Но достигло ли паранойяльное развитие психотического уровня? Переросли ли сверхценные идеи в бредовые и если переросли, то когда?
Был ли у Сталина паранойяльный психоз? Речь, конечно, не может идти о паранойяльной форме шизофрении. Для этого нет никаких оснований. Однако и при паранойяльной психопатии возможны декомпенсации, достигающие психотического уровня. Именно тогда сверхценные идеи превращаются в бредовые. Каково же различие между ними? К сожалению, в советской психиатрии в последнее десятилетие определение бредовых идей было довольно нечетким. «Идею считают бредовой,— писал А. Снежневский,— тогда, когда она не соответствует действительности, искаженно ее отражает и, полностью овладевая сознанием, становится, несмотря на явное противоречие с действительностью, недоступной исправлению. Она приобретает свойство априорной данности, не нуждающейся в обосновании» . Согласно этому определению, бредом могла бы быть признана и вера в чертовщину и нечистую силу, и фанатичная убежденность ортодоксальных марксистов-ленинцев. В «Руководстве по психиатрии» под ред. Г. Морозова определение бредовым идеям вообще не дается. Наиболее четко они характеризуются в современной американской психиатрии: «Бред — ложное непоколебимое убеждение, несмотря на неоспоримое и явное доказательство и очевидность противного — убеждение, которое необычно и не принято в культуре и субкультуре, к которой принадлежит данное лицо».
Однако параноик у власти сам в значительной мере создает окружающую его культуру и субкультуру. Например, под видом «бдительности» насаждает всеобщую подозрительность, шпиономанию, уверенность в том, что все плохое — дело рук «врагов народа».
Однако параноик у власти сам в значительной мере создает свой культ, веру в собственное величие, фактически обожествление самого себя. Тем не менее, когда паранойяльное развитие достигает бредового уровня, железная формальная логика параноика начинает ему изменять. Его заявления и поступки начинают вызывать недоумение, а затем и подозрение в их болезненности среди ближайшего окружения, казалось бы, раболепного, целиком зависимого и неспособного противостоять воле своего вождя. Н. Хрущев в «Воспоминаниях» неоднократно упоминает, когда речь идет о последнем этапе жизни Сталина, что в его действиях было «что-то болезненное». Последние месяцы Сталин на своих застольях почти перестал говорить по-русски, общался с Берией по-грузински. С Молотовым и Ворошиловым вообще перестал разговаривать. Будто бы стал спать в бункере под землей, разделенном на три секции (никто не знал, в которой он спит), и сам изнутри запирал стальные двери. Когда с ним случился инсульт, все двери эти пришлось электросварщикам разрезать.

• Цель задания
На каком языке, согласно тексту о паранойе Сталина, он в последние месяцы общался с Берией на своих застольях?

• Сохранённые записи
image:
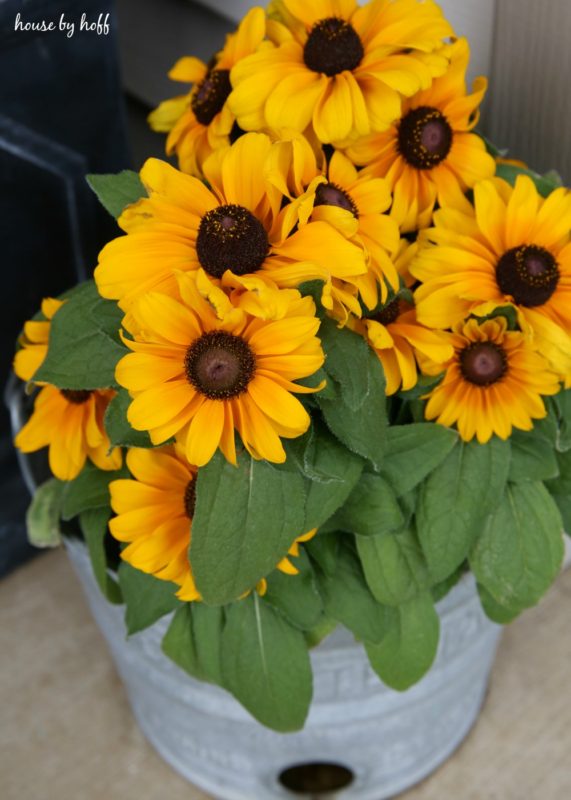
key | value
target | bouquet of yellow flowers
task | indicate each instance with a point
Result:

• Решение задания
По-грузински.